— start of Page extract —

First off, I live in a tropical country. Yeah, in those hot countries near the equator with perpetually tanned people white people so very much adore. Sorry, I have a slight racism because of my mum’s bad influence. Though I promise I’m not one of those crazy nazi-like fanatics who wants everyone to burn because they’re not their race. Don’t worry, my level of racism will depend on how racist you are to me or everyone.

Uhm, let’s just say I’m one of those cynical people that goes, “They’re racists, so why can’t we be racists too?” You get me, right? I mean, let’s be honest here. No one’s a complete non-racist. Even if you say you aren’t, don’t lie that you don’t have a bit of assumption when you see four-eyed Asian kids, black swag masters, and arrogant white businessmen because of the media’s mass hypnosis. You just happen to be good at hiding these thoughts because you don’t openly talk about them to anyone. People even lie just to fit in, which is quite pitiful of them. I do hope you aren’t one of them.

— end of Page extract —
— start of Provided records —

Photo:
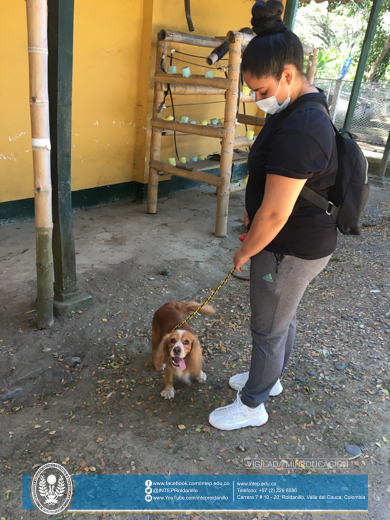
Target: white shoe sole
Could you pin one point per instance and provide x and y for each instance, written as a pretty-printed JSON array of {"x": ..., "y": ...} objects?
[{"x": 254, "y": 421}]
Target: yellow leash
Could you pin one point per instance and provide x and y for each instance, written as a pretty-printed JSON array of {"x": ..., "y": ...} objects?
[{"x": 205, "y": 302}]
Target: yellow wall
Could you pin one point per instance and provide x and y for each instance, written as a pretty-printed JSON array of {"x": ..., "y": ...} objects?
[{"x": 114, "y": 60}]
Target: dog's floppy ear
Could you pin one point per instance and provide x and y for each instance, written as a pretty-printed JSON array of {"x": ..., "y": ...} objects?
[{"x": 161, "y": 352}]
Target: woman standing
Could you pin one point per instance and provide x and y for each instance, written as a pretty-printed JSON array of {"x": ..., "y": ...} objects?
[{"x": 289, "y": 240}]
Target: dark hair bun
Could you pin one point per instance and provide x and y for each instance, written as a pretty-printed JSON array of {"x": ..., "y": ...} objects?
[{"x": 267, "y": 17}]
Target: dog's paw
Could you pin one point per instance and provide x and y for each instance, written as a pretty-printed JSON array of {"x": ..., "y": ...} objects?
[
  {"x": 168, "y": 394},
  {"x": 202, "y": 377}
]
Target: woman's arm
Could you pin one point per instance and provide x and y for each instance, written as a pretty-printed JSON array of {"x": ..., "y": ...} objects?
[{"x": 280, "y": 196}]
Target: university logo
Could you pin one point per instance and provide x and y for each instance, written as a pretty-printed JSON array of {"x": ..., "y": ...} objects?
[{"x": 51, "y": 489}]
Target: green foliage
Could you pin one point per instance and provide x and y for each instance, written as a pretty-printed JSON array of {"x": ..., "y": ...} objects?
[
  {"x": 363, "y": 10},
  {"x": 326, "y": 63}
]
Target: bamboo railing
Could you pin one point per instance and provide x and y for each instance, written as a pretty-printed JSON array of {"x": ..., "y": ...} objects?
[
  {"x": 200, "y": 85},
  {"x": 40, "y": 133}
]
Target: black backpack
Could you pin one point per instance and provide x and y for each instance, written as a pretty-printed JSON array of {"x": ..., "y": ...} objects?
[{"x": 348, "y": 196}]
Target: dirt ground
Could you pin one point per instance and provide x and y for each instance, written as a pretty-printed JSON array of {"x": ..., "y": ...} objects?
[{"x": 105, "y": 413}]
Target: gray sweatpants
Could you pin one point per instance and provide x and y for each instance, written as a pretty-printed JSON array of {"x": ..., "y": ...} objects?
[{"x": 275, "y": 293}]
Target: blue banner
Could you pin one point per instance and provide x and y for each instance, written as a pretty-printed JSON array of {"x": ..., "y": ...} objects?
[{"x": 229, "y": 493}]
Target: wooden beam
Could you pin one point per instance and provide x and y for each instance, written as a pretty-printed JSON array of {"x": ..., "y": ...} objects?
[
  {"x": 242, "y": 141},
  {"x": 195, "y": 90},
  {"x": 193, "y": 175},
  {"x": 220, "y": 83},
  {"x": 189, "y": 39},
  {"x": 36, "y": 11},
  {"x": 155, "y": 145},
  {"x": 246, "y": 38},
  {"x": 67, "y": 296},
  {"x": 188, "y": 128},
  {"x": 247, "y": 119},
  {"x": 225, "y": 168}
]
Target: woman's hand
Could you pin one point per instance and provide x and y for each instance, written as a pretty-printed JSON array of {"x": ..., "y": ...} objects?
[{"x": 240, "y": 258}]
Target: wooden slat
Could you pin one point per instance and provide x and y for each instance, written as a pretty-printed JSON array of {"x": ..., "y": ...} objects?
[
  {"x": 196, "y": 80},
  {"x": 189, "y": 39},
  {"x": 193, "y": 175},
  {"x": 188, "y": 128},
  {"x": 247, "y": 119},
  {"x": 195, "y": 90}
]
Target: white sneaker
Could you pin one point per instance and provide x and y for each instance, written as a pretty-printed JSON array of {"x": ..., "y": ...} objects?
[
  {"x": 238, "y": 415},
  {"x": 238, "y": 381}
]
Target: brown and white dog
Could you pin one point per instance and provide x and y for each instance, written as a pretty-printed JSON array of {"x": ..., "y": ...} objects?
[{"x": 180, "y": 350}]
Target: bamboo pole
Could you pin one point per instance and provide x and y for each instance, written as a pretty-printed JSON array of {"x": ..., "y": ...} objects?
[
  {"x": 235, "y": 189},
  {"x": 247, "y": 119},
  {"x": 196, "y": 80},
  {"x": 231, "y": 106},
  {"x": 155, "y": 146},
  {"x": 193, "y": 175},
  {"x": 241, "y": 142},
  {"x": 189, "y": 39},
  {"x": 40, "y": 133},
  {"x": 188, "y": 128},
  {"x": 311, "y": 69}
]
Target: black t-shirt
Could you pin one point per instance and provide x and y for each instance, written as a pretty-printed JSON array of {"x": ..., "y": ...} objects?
[{"x": 303, "y": 146}]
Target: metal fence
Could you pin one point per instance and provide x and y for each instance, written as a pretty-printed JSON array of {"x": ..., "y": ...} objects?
[{"x": 371, "y": 119}]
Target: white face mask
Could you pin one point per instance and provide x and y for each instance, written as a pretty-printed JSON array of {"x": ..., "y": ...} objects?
[{"x": 271, "y": 106}]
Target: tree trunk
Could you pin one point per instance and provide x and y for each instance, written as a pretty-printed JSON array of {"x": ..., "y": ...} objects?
[
  {"x": 375, "y": 65},
  {"x": 39, "y": 107}
]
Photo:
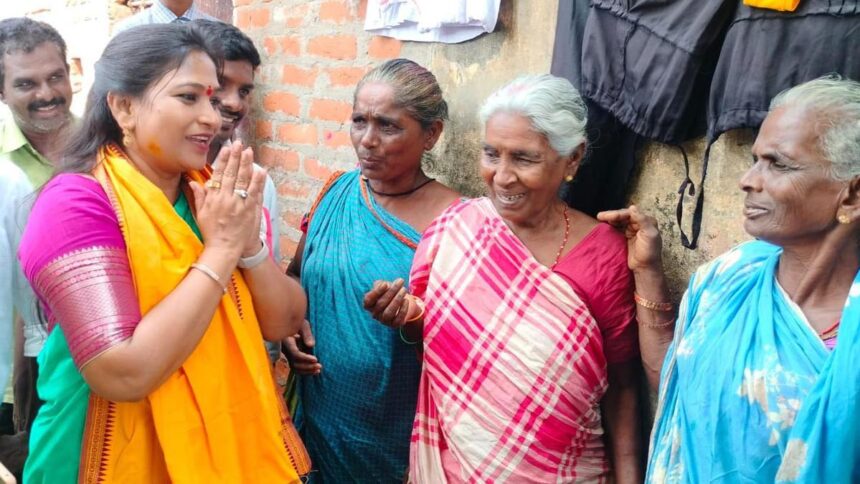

— end of Provided records —

# [Required work]
A: Pull out each line of the listing that contains the string "yellow", matching case exactly.
B: Write the next part of the personal piece about living in a tropical country, starting right after its last sentence.

# [Responses for each task]
A:
Target: yellow leash
Target: yellow wall

B:
So let’s just also say that I’m not going to be one of those well-mannered goody-two shoes when it comes to my writing (though I do act like one in real life). There’s a study that shows the more homophobic a person is, the more likely they’ll become homosexuals themselves, and I think that also goes for hypocrites and racists. The more anti-racist and anti-hypocrite one is, the more they are likely to become or be one. So you can assume I’m working on this principle when I write my entries.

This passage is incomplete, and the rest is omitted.